**Your objective**
Write out the lines below word for word, changing nothing.

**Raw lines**

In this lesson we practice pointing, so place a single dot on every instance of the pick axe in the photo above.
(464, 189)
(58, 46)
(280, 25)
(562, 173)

**Answer for the task**
In this lesson we practice pointing, so place a single dot on every instance of the pick axe in the photo above.
(464, 189)
(58, 46)
(280, 25)
(562, 173)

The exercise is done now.